> _Quoted passage_

..............................

In elementary school, we are taught how to add, subtract, multiply, and divide two terminating decimals. My question is, what are the corresponding algorithms in the case of non-terminating decimals, whether repeating or otherwise?
Clearly such algorithms exists. For each natural number $n$, you can truncate the two decimals after $n$ decimal places, then apply the usual algorithms for terminating decimals, then take the limit as $n$ goes to $\infty$. (This works because addition, subtraction, multiplication, and division are continuous functions, and the truncation of a decimal after $n$ decimal places converges to the original decimal as $n$ goes to $\infty$.) But without taking limits, is there an elementary way to do it?
It's fine if the algorithms run forever. After all, even the long division algorithm to divide two natural numbers can run forever.
Best Answer
To add two infinite decimals, I'd begin by setting aside an infinite amount of time, since I'd need that long just to read the input.
For a more reasonable algorithmic problem, suppose I just want to compute the first significant digit of the sum; maybe that won't require reading the whole input. Unfortunately, in some cases, it does. Suppose I want to add $0.9999\dots$ and $0.0000\dots$. If the "$\dots$" means all $9$'s in the first case and all $0$'s in the second, then the sum is $1$, and there are two correct ways to write the answer, $1.000\dots$ and $0.9999\dots$, so the digit just to the left of the decimal point could be $1$ or $0$. But suppose the $\dots$ in the input weren't so simple; maybe the first one has an $8$ after a few million $9$'s while the second is (for simplicity) still all $0$'s. Then the digit just to the left of the decimal point of the answer has to be $0$ not $1$. On the other hand, if the first input has all $9$'s but the second has a $1$ after a few million $0$'s, then the digit just to the left of the decimal point of the answer has to be $1$, not $0$. So, to figure out the digit just to the left of the decimal point in the answer, you might need to read millions of digits of the input.

..............................

> _What to work on_
Carry on the discussion of arithmetic with non-terminating decimals, picking up right after its last sentence.

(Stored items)
..............................

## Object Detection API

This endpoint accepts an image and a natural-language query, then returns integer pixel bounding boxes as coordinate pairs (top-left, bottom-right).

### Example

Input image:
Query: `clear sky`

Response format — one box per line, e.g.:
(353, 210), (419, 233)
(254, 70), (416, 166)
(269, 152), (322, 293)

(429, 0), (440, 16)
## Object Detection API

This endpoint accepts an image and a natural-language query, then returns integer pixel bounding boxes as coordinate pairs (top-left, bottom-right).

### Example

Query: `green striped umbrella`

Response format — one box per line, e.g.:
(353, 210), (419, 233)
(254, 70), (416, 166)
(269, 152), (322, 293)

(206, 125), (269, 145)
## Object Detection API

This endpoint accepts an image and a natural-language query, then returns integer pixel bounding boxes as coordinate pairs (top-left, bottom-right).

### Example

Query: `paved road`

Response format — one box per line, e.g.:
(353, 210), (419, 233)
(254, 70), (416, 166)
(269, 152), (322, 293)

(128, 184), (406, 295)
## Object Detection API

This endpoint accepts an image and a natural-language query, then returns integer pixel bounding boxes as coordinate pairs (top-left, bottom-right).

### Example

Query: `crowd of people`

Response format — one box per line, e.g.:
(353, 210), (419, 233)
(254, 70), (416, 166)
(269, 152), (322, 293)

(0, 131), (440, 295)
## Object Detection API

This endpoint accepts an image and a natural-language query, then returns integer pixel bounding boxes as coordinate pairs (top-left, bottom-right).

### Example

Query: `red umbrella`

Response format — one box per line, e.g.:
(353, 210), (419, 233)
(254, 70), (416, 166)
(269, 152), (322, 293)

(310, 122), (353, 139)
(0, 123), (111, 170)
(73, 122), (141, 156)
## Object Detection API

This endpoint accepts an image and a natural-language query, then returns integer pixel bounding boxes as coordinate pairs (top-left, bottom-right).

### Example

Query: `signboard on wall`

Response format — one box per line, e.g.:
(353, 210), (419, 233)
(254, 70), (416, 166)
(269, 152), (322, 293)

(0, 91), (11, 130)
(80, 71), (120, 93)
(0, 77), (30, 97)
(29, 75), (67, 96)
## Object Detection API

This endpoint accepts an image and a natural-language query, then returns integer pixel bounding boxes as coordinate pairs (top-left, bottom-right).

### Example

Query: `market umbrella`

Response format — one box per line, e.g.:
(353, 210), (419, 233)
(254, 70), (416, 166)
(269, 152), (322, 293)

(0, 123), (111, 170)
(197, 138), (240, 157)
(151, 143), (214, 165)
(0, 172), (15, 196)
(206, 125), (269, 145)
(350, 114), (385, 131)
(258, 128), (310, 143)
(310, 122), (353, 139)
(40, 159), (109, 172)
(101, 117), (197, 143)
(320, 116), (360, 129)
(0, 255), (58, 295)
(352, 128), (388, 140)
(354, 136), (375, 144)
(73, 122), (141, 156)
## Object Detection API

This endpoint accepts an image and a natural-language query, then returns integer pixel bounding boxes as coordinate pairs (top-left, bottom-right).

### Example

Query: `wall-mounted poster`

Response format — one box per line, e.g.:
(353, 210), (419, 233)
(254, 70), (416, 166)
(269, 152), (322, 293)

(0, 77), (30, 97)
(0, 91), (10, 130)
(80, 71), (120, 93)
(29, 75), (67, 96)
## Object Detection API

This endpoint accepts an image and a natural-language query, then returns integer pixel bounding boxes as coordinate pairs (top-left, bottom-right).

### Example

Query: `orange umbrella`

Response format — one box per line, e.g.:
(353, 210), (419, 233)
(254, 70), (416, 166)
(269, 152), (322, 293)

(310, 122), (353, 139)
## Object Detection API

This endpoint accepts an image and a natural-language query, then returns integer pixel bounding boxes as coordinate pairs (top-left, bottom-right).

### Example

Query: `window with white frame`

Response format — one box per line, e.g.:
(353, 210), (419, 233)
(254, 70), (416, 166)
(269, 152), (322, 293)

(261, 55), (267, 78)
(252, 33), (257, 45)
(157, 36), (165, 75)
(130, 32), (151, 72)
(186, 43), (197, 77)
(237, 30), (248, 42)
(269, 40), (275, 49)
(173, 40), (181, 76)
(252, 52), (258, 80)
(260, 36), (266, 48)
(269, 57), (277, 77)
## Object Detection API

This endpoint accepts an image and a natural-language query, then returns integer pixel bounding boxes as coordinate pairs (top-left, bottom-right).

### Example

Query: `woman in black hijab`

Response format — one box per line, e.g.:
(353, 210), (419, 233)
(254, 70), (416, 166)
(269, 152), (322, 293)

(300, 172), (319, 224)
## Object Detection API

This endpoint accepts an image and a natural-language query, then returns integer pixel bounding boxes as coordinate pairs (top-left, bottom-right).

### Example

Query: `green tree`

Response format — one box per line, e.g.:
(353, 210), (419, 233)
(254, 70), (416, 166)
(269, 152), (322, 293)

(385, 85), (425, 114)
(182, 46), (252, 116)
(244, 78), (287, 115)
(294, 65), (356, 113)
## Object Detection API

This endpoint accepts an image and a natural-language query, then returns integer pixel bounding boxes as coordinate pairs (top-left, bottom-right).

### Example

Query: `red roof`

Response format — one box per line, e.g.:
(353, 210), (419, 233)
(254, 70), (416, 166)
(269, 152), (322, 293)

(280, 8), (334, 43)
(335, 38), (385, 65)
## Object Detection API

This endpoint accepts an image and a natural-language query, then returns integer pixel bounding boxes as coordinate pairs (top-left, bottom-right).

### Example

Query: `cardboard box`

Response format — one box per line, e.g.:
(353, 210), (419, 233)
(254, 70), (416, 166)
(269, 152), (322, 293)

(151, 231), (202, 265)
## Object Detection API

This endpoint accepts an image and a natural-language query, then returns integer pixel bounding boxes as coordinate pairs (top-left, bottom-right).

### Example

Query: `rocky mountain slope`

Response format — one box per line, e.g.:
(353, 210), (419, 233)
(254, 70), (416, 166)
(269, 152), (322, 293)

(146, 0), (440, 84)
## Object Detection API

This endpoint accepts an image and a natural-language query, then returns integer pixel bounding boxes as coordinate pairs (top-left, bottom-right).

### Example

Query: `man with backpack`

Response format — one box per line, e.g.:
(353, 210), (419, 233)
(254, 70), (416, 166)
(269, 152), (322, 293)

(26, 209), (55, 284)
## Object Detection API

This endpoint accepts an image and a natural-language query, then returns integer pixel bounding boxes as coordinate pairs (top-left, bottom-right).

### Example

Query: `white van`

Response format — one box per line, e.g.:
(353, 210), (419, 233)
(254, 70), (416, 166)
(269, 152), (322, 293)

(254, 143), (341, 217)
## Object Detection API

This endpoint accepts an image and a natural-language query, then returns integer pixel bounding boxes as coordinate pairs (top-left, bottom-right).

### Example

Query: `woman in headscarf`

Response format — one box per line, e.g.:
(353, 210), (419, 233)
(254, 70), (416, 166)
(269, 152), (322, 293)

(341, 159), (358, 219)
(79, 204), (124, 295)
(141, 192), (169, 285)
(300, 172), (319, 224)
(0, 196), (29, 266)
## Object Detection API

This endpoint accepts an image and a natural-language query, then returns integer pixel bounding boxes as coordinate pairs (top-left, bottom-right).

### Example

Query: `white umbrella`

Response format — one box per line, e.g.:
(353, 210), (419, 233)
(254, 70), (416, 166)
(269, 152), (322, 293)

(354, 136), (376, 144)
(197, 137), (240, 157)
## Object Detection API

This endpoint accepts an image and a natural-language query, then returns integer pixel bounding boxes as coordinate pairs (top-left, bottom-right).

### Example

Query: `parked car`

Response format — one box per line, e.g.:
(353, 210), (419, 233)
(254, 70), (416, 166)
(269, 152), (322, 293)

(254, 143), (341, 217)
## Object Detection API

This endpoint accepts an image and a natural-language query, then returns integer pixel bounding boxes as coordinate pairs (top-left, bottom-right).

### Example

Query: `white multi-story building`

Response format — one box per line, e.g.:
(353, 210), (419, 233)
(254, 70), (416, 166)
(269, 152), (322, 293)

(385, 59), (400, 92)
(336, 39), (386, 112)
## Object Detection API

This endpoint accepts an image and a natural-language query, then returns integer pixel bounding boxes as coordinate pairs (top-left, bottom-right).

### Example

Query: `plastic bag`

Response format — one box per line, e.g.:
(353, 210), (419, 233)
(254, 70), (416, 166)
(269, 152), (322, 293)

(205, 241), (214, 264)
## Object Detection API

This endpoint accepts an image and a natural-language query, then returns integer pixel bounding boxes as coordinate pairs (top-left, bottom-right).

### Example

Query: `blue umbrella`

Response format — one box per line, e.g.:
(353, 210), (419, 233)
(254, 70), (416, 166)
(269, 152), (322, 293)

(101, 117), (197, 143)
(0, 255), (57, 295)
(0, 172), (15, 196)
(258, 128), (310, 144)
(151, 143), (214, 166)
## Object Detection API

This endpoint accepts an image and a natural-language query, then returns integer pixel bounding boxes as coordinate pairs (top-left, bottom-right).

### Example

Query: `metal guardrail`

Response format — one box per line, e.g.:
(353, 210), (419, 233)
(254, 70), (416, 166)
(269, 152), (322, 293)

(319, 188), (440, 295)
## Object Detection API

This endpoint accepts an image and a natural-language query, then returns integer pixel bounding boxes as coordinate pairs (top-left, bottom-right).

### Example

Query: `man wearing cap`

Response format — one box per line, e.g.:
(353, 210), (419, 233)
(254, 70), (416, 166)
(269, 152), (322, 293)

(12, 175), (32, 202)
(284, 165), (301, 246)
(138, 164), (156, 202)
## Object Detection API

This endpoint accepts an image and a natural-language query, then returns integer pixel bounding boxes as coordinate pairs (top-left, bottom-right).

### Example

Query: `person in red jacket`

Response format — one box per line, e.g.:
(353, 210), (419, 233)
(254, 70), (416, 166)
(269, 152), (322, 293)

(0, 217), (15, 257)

..............................

> _Response_
Maybe you're patient enough to read millions of digits, but the situation can be even worse. If the inputs really are all $9$'s and all $0$'s after the decimal point, so either $1$ or $0$ could be digit just to the left of the decimal point, you can't actually give either of those (correct) answers after any finite amount of time. Even after reading millions of boring $9$'s and $0$'s, you'd still have the possibility that the first input could eventually have an $8$ or the second input could eventually have a $1$, making one of the two possible digits just to the left of the decimal point incorrect. So you could never confidently output the digit just to the left of the decimal point of the answer.
The moral of this story is that addition of infinite decimals is unpleasant in any situation where you want accurate algorithms.